GIVEN PROBLEM –
Copy out the records below, swapping every "bounding box" for "rectangle" and leaving everything else as it is.

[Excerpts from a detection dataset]
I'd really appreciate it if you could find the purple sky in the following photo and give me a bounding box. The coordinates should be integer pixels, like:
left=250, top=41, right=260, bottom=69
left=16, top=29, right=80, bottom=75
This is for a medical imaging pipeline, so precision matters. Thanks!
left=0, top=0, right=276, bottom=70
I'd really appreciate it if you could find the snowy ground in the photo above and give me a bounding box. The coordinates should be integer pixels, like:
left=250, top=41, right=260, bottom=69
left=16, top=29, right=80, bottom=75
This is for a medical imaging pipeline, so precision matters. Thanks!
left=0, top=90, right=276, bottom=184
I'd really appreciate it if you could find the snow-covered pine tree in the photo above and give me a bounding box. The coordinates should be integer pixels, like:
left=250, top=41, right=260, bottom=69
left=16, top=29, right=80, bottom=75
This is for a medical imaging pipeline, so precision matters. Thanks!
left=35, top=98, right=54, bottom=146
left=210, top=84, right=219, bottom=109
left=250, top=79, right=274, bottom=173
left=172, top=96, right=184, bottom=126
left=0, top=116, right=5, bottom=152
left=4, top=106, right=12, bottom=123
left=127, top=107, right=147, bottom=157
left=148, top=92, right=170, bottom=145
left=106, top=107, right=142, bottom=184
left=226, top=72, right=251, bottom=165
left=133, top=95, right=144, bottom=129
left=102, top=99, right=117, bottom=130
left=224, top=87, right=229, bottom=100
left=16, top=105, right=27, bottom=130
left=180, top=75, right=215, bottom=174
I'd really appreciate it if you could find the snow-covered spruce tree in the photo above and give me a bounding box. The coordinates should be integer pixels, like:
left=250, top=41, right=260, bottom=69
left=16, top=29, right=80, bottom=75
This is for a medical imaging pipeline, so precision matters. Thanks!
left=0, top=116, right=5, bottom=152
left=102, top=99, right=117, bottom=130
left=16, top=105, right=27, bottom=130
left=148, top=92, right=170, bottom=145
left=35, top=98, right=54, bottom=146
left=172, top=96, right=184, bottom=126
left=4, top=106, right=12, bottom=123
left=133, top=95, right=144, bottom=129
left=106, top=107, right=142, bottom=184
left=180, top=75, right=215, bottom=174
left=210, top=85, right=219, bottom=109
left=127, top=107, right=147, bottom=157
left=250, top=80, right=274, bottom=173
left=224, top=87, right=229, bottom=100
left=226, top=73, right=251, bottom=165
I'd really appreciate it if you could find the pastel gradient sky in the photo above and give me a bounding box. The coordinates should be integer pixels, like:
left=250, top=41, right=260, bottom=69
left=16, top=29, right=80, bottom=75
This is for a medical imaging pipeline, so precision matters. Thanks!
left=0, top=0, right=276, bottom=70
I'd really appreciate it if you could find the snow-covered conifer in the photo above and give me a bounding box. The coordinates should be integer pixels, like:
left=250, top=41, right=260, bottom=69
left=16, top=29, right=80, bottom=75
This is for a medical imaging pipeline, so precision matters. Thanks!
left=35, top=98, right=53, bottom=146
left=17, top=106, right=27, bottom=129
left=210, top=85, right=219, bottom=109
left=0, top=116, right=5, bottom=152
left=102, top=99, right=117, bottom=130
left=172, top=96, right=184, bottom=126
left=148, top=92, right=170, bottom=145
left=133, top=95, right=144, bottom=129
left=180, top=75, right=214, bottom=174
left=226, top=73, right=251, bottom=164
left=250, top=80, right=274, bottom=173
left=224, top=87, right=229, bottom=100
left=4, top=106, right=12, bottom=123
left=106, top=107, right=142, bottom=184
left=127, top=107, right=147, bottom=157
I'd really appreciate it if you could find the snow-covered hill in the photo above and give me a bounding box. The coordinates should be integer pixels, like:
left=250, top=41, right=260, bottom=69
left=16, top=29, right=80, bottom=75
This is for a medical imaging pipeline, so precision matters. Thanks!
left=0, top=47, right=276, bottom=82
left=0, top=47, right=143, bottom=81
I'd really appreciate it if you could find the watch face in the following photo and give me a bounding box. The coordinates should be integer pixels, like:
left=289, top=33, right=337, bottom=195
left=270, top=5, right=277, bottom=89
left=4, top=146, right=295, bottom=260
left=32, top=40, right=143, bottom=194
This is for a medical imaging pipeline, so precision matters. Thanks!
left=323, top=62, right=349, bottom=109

EXERCISE SOLUTION –
I'd really appreciate it if you could find the purple sky in the following photo and give me a rectangle. The coordinates should be integer pixels, like:
left=250, top=41, right=260, bottom=69
left=16, top=29, right=80, bottom=75
This is for a medical imaging pipeline, so precision matters. Thanks!
left=0, top=0, right=276, bottom=70
I'd really appreciate it if you could find the snowy ground in the photo above and give me a rectangle. The coordinates should be integer pixels, like:
left=250, top=41, right=260, bottom=69
left=16, top=29, right=80, bottom=75
This is for a medical imaging pipeline, so precision matters. Thanks!
left=0, top=90, right=276, bottom=184
I'd really appreciate it if you could find the snow-covered pine tree in the photo above and give me a rectangle. The coordinates should be integer pixels, like:
left=250, top=41, right=260, bottom=69
left=16, top=29, right=80, bottom=75
This is for a medical imaging pipeline, so precision matters. Thanks!
left=35, top=98, right=54, bottom=146
left=210, top=84, right=219, bottom=109
left=250, top=79, right=274, bottom=173
left=172, top=96, right=184, bottom=126
left=0, top=116, right=5, bottom=152
left=4, top=106, right=12, bottom=123
left=127, top=107, right=147, bottom=157
left=148, top=92, right=170, bottom=145
left=106, top=107, right=142, bottom=184
left=226, top=72, right=251, bottom=165
left=133, top=95, right=144, bottom=129
left=102, top=99, right=117, bottom=130
left=224, top=87, right=229, bottom=100
left=16, top=105, right=27, bottom=130
left=180, top=75, right=215, bottom=174
I'd really appreciate it if you could find the snow-covered spruce tree in the photo above and give me a rectangle. The coordinates should be integer pixels, like:
left=250, top=41, right=260, bottom=69
left=16, top=29, right=80, bottom=75
This is for a medical imaging pipeline, so precision matters. Thanks!
left=0, top=116, right=5, bottom=152
left=102, top=99, right=117, bottom=130
left=16, top=105, right=27, bottom=130
left=148, top=92, right=170, bottom=145
left=35, top=98, right=54, bottom=146
left=172, top=96, right=184, bottom=126
left=4, top=106, right=12, bottom=123
left=133, top=95, right=144, bottom=129
left=106, top=107, right=142, bottom=184
left=180, top=75, right=215, bottom=174
left=210, top=85, right=219, bottom=109
left=127, top=107, right=147, bottom=157
left=250, top=80, right=274, bottom=173
left=224, top=87, right=229, bottom=100
left=226, top=73, right=251, bottom=165
I'd really appreciate it if you could find the pastel gradient sky in the photo above and give me a rectangle. The coordinates should be integer pixels, like:
left=250, top=41, right=260, bottom=69
left=16, top=29, right=80, bottom=75
This is for a medical imaging pipeline, so precision matters. Thanks!
left=0, top=0, right=276, bottom=70
I'd really appreciate it if you could find the snow-covered conifer in the photo above and give me a rectangle. The coordinates should be integer pixels, like:
left=250, top=41, right=260, bottom=69
left=16, top=29, right=80, bottom=75
This is for a medical imaging pipeline, so precision matters. Thanks!
left=35, top=98, right=53, bottom=146
left=17, top=106, right=27, bottom=129
left=210, top=85, right=219, bottom=109
left=0, top=116, right=5, bottom=152
left=102, top=99, right=117, bottom=130
left=172, top=96, right=184, bottom=126
left=148, top=92, right=170, bottom=145
left=133, top=95, right=144, bottom=129
left=180, top=75, right=214, bottom=174
left=226, top=73, right=251, bottom=164
left=250, top=80, right=274, bottom=173
left=224, top=87, right=229, bottom=100
left=4, top=106, right=12, bottom=123
left=106, top=107, right=142, bottom=184
left=127, top=107, right=147, bottom=157
I'd really appreciate it if you could find the snow-covered hill in the photo above and give me a rectangle. The coordinates should be integer pixels, like:
left=250, top=41, right=260, bottom=69
left=16, top=29, right=80, bottom=75
This is for a medical imaging pipeline, so precision matters. Thanks!
left=0, top=47, right=276, bottom=82
left=0, top=47, right=143, bottom=81
I'd really appreciate it if you could find the watch face in the following photo and give me a rectangle. The coordinates should be integer pixels, like:
left=289, top=33, right=337, bottom=195
left=270, top=5, right=277, bottom=89
left=4, top=146, right=295, bottom=260
left=32, top=40, right=143, bottom=194
This is for a medical imaging pipeline, so precision matters. Thanks!
left=323, top=62, right=349, bottom=109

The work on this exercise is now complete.